[Start Entries supplied]
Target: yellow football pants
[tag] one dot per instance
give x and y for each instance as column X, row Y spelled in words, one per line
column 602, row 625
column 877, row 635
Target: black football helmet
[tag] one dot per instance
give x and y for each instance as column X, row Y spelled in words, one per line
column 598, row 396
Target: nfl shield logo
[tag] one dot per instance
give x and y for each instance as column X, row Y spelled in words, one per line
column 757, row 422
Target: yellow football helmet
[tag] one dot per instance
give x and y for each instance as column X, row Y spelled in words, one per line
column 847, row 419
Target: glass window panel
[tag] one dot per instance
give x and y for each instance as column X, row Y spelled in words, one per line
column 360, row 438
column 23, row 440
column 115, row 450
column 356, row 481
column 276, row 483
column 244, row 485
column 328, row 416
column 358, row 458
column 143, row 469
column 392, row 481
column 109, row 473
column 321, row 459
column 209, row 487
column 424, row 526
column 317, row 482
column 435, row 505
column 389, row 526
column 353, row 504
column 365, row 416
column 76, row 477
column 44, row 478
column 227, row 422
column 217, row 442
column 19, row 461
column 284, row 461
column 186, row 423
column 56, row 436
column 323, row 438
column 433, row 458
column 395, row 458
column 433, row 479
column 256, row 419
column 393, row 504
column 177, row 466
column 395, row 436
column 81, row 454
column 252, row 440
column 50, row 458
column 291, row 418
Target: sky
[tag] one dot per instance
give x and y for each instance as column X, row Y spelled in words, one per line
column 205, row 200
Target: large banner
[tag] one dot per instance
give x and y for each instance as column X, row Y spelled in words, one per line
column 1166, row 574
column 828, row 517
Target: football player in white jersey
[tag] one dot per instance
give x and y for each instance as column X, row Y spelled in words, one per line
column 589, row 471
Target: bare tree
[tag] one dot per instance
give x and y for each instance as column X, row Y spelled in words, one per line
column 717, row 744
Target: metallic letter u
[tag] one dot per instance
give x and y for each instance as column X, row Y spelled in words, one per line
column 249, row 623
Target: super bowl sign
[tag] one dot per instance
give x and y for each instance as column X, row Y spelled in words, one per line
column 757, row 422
[End Entries supplied]
● Task instructions
Format the lines starting at the one containing "Target: yellow football helmet" and ending at the one containing "column 847, row 419" as a JSON list of strings, one string per line, omitting blank lines.

● Answer
[
  "Target: yellow football helmet",
  "[tag] one dot per instance",
  "give x and y for each instance as column X, row Y spelled in words, one per line",
  "column 847, row 419"
]